> Assignment: Only a number is wanted: how many lines in the listing contain the word "Each"?
──────────
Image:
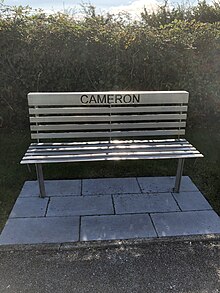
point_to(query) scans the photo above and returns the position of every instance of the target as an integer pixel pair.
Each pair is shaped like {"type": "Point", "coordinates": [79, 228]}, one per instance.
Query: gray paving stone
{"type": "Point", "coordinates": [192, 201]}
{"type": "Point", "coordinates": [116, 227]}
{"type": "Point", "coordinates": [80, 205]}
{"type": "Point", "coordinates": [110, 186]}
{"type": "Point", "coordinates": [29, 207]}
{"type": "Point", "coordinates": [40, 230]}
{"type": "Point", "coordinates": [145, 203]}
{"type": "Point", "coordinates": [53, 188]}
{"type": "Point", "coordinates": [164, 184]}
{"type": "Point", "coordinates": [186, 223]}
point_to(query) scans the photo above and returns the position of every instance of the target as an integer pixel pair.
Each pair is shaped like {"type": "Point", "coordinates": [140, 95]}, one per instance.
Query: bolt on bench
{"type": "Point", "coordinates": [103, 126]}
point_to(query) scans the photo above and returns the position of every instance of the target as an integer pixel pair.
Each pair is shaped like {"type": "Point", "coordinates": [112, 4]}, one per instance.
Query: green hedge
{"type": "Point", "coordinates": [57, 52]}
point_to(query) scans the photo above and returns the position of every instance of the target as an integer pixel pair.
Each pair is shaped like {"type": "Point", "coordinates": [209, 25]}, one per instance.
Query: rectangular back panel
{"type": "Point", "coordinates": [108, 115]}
──────────
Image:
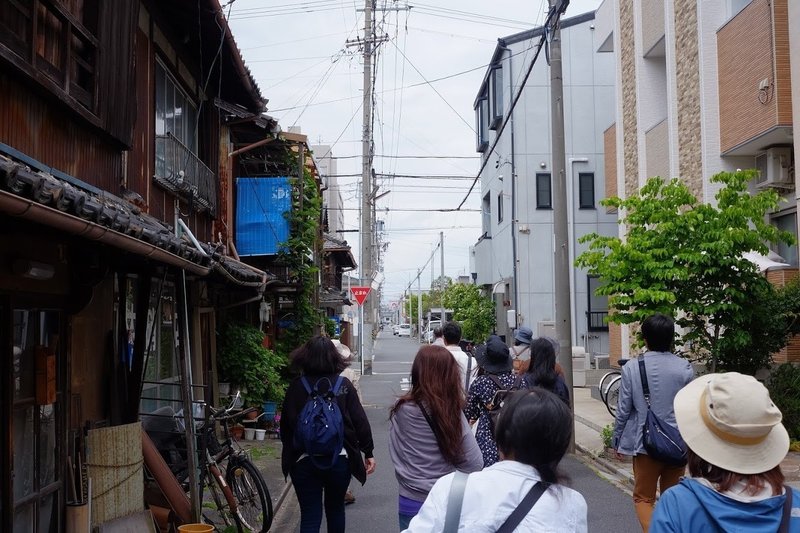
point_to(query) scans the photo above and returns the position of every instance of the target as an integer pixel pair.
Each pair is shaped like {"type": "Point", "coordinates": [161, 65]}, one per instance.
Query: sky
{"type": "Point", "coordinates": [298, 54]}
──────────
> Expected output: 5